■ **Provided passage**
Classification Method Based On Support Vector Machine CHOI; Min Kook ; et al. [Daegu Gyeongbuk Institute of Science and Technology]

Classification Method Based On Support Vector Machine

CHOI; Min Kook ; et al.

Patent Application Summary

U.S. patent application number 15/614815 was filed with the patent office on 2018-05-31 for classification method based on support vector machine. This patent application is currently assigned to Daegu Gyeongbuk Institute of Science and Technology. The applicant listed for this patent is Daegu Gyeongbuk Institute of Science and Technology. Invention is credited to Min Kook CHOI, Hee Chul JUNG, Woo Young JUNG, Soon KWON.

Application Number	20180150766 15/614815
Document ID	/
Family ID	62190249
Filed Date	2018-05-31

United States Patent Application	20180150766
Kind Code	A1
CHOI; Min Kook ; et al.	May 31, 2018

CLASSIFICATION METHOD BASED ON SUPPORT VECTOR MACHINE

Abstract

Provided is a classification method based on a support vector machine, which is effective for a small amount of training data. The classification method based on a support vector machine includes building a first classification model by applying a weight value based on a geometrical distribution of an input feature vector, building a second classification model, based on a classification uncertainty of the input feature vector, and merging the first classification model and the second classification model to perform dual optimization.

Inventors:

CHOI; Min Kook; (Daegu, KR) ; KWON; Soon; (Daegu, KR) ; JUNG; Woo Young; (Daegu, KR) ; JUNG; Hee Chul; (Daegu, KR)

■ **Set exercise 1**
Identify every line in the records that contains the string "potted", matching case exactly, and copy each such line.
The records are unrelated to the patent summary.

■ **Input material**
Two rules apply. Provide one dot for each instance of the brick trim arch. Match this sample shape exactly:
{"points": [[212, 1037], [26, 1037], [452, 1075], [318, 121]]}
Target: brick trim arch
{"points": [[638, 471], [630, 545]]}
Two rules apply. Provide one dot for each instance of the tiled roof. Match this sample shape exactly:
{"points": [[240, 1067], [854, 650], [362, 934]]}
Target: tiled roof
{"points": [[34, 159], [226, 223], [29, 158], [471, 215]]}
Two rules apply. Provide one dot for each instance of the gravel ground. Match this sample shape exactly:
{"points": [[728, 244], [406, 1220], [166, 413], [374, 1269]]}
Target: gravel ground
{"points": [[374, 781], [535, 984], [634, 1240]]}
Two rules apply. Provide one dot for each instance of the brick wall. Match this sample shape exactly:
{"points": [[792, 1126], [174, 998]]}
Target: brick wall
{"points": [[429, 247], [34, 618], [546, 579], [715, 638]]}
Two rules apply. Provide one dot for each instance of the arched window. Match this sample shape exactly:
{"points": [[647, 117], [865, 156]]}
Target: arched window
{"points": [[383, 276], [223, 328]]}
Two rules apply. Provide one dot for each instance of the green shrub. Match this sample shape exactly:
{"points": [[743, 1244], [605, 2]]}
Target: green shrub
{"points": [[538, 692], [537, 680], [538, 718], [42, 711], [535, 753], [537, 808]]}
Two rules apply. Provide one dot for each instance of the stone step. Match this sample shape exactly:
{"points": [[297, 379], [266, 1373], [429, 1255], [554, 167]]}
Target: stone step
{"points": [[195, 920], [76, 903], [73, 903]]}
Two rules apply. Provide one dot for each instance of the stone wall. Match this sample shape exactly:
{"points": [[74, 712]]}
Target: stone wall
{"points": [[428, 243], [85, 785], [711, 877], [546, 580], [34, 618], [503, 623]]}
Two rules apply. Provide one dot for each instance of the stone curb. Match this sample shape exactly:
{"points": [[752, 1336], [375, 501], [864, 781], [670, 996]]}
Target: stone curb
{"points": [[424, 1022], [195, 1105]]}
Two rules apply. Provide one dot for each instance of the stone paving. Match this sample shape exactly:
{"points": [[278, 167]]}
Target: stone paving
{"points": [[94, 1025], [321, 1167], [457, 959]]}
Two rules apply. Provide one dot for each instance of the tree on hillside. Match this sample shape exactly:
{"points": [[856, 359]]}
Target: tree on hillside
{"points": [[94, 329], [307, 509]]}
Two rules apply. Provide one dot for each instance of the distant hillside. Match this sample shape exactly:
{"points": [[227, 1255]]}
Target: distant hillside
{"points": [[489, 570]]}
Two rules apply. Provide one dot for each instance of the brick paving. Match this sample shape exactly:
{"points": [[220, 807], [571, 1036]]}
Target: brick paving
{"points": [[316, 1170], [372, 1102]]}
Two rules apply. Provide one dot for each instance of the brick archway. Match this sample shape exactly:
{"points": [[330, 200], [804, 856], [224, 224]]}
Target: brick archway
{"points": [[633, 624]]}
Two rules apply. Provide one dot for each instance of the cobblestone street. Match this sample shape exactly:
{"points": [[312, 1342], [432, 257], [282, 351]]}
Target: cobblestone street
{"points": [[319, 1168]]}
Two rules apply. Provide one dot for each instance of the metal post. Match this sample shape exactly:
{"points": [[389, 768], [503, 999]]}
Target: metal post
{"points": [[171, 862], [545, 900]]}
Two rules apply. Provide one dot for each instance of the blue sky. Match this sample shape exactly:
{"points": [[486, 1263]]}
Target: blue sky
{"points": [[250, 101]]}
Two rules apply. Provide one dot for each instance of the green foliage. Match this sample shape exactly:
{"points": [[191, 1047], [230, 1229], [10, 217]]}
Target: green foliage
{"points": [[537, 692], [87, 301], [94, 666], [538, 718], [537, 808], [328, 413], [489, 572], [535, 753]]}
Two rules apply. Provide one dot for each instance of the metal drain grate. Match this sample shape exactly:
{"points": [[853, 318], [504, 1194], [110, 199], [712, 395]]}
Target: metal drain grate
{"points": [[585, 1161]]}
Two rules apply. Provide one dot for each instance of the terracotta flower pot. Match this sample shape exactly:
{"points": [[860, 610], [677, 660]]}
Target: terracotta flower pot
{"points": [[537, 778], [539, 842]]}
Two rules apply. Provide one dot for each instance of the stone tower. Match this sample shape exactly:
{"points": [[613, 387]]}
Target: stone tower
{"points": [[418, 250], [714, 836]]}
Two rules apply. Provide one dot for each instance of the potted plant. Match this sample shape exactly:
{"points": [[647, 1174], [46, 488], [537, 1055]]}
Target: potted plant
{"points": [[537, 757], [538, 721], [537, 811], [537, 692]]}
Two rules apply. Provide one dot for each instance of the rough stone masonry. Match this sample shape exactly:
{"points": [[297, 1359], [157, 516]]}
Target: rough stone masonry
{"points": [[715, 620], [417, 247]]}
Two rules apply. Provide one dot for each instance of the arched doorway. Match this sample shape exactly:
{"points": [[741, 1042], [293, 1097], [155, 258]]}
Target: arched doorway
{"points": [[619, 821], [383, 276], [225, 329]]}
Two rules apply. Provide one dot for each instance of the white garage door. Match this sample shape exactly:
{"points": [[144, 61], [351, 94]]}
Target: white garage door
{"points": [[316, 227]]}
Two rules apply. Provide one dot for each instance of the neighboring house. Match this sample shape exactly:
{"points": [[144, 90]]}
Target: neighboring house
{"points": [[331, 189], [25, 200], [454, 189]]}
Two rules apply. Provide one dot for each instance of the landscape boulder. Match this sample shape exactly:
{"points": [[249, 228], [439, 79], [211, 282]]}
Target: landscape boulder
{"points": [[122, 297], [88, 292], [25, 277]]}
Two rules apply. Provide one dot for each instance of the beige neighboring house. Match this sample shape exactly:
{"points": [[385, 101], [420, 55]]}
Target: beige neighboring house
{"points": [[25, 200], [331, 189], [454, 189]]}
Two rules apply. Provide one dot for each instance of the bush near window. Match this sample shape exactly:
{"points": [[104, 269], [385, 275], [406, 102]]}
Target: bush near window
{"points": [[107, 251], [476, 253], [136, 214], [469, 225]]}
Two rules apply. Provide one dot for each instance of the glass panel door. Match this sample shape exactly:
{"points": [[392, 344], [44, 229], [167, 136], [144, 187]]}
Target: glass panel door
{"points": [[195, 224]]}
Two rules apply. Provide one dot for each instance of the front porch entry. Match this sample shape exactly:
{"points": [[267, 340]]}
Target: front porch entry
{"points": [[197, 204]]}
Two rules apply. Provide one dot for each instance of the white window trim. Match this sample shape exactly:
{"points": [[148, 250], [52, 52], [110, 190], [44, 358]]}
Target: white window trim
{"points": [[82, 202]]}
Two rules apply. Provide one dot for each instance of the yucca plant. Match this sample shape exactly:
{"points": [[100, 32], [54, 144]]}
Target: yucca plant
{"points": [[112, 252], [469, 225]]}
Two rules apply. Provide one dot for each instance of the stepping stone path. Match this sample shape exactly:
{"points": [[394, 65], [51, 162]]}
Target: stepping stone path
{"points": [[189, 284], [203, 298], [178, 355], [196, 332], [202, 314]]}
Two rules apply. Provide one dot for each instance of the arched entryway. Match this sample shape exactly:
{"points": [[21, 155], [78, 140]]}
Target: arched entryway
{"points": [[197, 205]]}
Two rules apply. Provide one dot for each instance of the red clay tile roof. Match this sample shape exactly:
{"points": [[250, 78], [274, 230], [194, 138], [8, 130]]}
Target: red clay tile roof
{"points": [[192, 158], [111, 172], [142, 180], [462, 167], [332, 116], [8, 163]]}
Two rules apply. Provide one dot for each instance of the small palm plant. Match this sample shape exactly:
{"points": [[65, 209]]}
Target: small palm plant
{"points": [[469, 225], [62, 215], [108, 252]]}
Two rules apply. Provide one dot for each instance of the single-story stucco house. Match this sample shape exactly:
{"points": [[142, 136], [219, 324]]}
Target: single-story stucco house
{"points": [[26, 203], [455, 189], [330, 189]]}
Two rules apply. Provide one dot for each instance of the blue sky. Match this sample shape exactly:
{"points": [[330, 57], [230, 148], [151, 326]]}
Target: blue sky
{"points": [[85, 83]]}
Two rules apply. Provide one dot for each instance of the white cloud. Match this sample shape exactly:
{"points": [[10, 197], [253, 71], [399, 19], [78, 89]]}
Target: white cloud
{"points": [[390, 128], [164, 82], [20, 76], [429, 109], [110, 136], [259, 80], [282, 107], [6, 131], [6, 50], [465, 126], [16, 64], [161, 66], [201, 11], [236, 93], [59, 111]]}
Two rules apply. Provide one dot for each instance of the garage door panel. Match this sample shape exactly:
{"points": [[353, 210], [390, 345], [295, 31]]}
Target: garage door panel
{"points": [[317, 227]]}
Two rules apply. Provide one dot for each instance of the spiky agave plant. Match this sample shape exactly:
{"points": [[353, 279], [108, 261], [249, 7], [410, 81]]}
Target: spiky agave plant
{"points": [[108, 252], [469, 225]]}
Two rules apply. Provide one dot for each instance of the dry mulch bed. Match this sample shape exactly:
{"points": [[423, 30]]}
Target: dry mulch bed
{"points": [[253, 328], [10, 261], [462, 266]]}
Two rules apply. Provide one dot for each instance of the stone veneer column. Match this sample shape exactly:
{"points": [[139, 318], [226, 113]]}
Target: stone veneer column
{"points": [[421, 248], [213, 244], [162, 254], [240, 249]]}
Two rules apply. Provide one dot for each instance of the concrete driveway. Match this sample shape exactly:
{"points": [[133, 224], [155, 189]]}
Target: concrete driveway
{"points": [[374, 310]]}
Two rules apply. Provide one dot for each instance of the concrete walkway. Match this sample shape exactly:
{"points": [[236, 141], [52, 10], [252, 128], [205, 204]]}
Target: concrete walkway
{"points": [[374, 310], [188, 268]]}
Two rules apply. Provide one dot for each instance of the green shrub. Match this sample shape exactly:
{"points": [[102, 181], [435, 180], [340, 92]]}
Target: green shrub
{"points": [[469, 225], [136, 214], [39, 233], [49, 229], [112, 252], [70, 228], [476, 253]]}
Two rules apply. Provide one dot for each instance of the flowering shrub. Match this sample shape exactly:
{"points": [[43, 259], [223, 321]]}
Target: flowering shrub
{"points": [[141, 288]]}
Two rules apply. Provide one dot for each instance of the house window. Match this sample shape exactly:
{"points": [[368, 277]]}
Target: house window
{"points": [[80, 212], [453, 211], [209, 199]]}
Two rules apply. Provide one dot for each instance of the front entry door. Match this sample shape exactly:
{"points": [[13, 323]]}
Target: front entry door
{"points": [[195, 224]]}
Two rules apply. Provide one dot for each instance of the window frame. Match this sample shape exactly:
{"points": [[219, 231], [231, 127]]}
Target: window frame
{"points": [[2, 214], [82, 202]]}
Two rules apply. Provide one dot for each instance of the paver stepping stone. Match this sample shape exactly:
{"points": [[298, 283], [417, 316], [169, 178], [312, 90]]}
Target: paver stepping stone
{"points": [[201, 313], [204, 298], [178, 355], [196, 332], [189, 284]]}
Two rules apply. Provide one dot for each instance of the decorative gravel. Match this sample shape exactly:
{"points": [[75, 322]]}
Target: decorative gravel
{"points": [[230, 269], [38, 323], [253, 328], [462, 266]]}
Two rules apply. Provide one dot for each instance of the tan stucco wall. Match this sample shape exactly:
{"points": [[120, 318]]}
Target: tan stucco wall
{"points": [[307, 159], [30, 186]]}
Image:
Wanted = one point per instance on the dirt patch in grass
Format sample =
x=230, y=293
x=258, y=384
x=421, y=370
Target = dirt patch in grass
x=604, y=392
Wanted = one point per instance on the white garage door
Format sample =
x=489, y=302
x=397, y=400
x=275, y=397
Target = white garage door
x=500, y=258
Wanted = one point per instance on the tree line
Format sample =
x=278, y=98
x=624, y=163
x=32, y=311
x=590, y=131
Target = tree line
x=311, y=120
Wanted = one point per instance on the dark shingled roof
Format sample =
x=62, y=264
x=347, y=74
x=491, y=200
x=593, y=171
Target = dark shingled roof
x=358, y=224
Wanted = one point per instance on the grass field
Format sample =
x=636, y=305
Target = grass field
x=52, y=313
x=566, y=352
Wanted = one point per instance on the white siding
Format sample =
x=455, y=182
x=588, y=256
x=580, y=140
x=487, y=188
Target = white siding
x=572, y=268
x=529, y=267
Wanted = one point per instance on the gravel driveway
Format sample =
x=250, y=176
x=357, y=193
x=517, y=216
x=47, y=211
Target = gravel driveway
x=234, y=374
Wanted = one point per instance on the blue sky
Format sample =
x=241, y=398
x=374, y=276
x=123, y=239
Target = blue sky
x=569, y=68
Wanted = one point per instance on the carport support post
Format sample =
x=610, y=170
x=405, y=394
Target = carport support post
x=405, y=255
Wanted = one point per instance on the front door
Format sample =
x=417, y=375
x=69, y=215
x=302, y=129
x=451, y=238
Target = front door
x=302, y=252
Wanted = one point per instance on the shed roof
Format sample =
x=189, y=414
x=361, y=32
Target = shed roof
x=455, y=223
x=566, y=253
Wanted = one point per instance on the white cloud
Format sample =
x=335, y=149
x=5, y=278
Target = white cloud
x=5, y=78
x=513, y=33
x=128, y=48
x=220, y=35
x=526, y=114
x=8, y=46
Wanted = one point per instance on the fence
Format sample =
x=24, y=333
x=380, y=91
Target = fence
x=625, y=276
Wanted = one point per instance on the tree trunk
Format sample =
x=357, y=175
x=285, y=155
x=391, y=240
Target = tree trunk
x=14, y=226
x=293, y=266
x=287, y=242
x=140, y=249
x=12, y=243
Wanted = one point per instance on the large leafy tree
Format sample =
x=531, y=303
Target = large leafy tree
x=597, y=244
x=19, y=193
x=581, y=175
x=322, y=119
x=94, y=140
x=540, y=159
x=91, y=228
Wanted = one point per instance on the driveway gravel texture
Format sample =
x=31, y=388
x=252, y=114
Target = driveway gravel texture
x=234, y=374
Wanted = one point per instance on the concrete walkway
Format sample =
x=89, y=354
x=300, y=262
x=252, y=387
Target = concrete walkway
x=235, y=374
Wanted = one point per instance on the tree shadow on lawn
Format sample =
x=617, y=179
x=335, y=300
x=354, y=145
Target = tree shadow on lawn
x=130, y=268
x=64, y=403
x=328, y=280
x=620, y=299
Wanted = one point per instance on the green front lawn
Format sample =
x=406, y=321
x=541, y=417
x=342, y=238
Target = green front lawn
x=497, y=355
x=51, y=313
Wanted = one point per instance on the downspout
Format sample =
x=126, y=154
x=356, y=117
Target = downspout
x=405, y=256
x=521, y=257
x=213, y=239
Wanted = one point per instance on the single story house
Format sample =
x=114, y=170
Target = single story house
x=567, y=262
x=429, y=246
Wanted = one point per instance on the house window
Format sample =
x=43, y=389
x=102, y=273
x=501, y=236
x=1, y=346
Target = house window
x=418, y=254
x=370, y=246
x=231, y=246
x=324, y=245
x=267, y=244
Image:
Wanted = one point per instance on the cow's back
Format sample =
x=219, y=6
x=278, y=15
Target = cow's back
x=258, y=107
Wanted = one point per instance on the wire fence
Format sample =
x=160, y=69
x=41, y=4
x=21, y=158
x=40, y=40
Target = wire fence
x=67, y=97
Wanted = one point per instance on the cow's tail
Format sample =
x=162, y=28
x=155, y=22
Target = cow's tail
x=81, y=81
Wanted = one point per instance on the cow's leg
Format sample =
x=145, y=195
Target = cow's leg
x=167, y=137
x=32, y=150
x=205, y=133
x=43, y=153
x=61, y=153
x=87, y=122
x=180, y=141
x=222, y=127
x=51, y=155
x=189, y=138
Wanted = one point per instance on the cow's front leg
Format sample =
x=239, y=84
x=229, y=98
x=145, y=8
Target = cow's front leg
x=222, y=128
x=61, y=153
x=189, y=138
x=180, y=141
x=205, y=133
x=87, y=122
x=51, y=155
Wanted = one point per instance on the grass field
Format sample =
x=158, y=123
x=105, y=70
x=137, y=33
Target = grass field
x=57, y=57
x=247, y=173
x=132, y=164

■ **Set exercise 2**
Return the full patent summary on support vector machine classification word for word.

■ **Worked answer 1**
Two rules apply. Provide one dot for each instance of the potted plant. Match this sample shape exactly:
Target: potted plant

■ **Worked answer 2**
Classification Method Based On Support Vector Machine CHOI; Min Kook ; et al. [Daegu Gyeongbuk Institute of Science and Technology]

Classification Method Based On Support Vector Machine

CHOI; Min Kook ; et al.

Patent Application Summary

U.S. patent application number 15/614815 was filed with the patent office on 2018-05-31 for classification method based on support vector machine. This patent application is currently assigned to Daegu Gyeongbuk Institute of Science and Technology. The applicant listed for this patent is Daegu Gyeongbuk Institute of Science and Technology. Invention is credited to Min Kook CHOI, Hee Chul JUNG, Woo Young JUNG, Soon KWON.

Application Number	20180150766 15/614815
Document ID	/
Family ID	62190249
Filed Date	2018-05-31

United States Patent Application	20180150766
Kind Code	A1
CHOI; Min Kook ; et al.	May 31, 2018

CLASSIFICATION METHOD BASED ON SUPPORT VECTOR MACHINE

Abstract

Provided is a classification method based on a support vector machine, which is effective for a small amount of training data. The classification method based on a support vector machine includes building a first classification model by applying a weight value based on a geometrical distribution of an input feature vector, building a second classification model, based on a classification uncertainty of the input feature vector, and merging the first classification model and the second classification model to perform dual optimization.

Inventors:

CHOI; Min Kook; (Daegu, KR) ; KWON; Soon; (Daegu, KR) ; JUNG; Woo Young; (Daegu, KR) ; JUNG; Hee Chul; (Daegu, KR)